Brief a: Pull out every line of the rows below that contains the string "query". Case counts.

Quoted passage:
※

Bayesian Statistics

There are two ways to think about probability, and they lead to two whole traditions of statistics. The frequentist view says a probability is a long-run frequency — and the parameter you're trying to estimate is a fixed, unknown number. The Bayesian view says a probability is a degree of belief — and so the unknown parameter itself has a probability distribution, describing how strongly you believe each possible value. That one shift changes everything downstream.

The appeal of the Bayesian approach is that it matches how we actually reason: you hold a belief, evidence arrives, and you update. This page builds directly on Bayes' rule from the probability page and turns it from a formula into a complete philosophy of learning from data. I've kept it slow and foundational — every step is spelled out, including the algebra.

※

Provided information:
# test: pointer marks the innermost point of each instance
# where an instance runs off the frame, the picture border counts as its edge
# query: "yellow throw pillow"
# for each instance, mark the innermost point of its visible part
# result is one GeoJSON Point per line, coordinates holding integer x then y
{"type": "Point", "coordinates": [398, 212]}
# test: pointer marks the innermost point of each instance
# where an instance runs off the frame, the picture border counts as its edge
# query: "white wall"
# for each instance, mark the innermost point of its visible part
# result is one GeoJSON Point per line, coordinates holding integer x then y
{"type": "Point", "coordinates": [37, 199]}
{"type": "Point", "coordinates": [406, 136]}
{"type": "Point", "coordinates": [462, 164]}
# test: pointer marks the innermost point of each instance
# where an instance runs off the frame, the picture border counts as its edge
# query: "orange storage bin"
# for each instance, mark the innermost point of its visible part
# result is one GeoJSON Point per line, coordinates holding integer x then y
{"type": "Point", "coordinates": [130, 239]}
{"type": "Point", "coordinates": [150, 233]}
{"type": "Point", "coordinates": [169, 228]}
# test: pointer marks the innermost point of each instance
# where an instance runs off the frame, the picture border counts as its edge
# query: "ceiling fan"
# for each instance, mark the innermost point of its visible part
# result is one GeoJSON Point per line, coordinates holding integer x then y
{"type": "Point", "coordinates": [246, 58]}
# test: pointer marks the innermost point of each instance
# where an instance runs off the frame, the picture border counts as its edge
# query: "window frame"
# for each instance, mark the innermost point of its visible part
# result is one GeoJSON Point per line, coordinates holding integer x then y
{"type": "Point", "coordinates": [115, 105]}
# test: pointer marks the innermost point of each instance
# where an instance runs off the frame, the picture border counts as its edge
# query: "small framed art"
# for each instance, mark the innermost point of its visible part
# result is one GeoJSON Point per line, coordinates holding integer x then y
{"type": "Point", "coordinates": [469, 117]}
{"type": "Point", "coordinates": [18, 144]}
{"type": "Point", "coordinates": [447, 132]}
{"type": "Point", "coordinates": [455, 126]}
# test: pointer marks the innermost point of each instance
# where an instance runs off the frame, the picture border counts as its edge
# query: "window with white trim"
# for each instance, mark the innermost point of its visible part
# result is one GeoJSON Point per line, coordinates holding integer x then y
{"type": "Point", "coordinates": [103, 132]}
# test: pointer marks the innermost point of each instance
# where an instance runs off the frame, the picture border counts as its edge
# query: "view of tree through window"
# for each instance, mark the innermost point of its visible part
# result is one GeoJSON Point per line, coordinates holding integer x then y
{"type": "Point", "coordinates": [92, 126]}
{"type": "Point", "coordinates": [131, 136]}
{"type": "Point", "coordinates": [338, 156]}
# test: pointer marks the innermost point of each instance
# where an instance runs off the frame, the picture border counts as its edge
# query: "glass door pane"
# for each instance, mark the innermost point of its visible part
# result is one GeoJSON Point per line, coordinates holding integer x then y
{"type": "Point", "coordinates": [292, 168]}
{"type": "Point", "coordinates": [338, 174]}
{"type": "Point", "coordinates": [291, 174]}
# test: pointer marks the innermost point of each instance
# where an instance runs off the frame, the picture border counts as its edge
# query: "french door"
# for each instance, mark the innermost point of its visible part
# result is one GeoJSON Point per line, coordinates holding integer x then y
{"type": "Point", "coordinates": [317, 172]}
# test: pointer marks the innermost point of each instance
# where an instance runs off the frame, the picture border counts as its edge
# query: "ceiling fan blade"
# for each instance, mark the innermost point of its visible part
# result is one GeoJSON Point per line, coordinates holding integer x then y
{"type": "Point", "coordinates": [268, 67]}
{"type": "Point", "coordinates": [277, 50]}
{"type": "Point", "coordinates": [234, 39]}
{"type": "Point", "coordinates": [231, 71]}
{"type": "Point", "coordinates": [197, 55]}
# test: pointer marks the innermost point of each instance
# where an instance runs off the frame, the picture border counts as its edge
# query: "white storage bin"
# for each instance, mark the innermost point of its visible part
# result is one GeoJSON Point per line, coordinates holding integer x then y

※

Brief b: In the Bayesian statistics passage, what is a probability under the Bayesian view?

Exercise response a:
# query: "yellow throw pillow"
# query: "white wall"
# query: "orange storage bin"
# query: "ceiling fan"
# query: "window frame"
# query: "small framed art"
# query: "window with white trim"
# query: "view of tree through window"
# query: "glass door pane"
# query: "french door"
# query: "ceiling fan blade"
# query: "white storage bin"

Exercise response b: A degree of belief.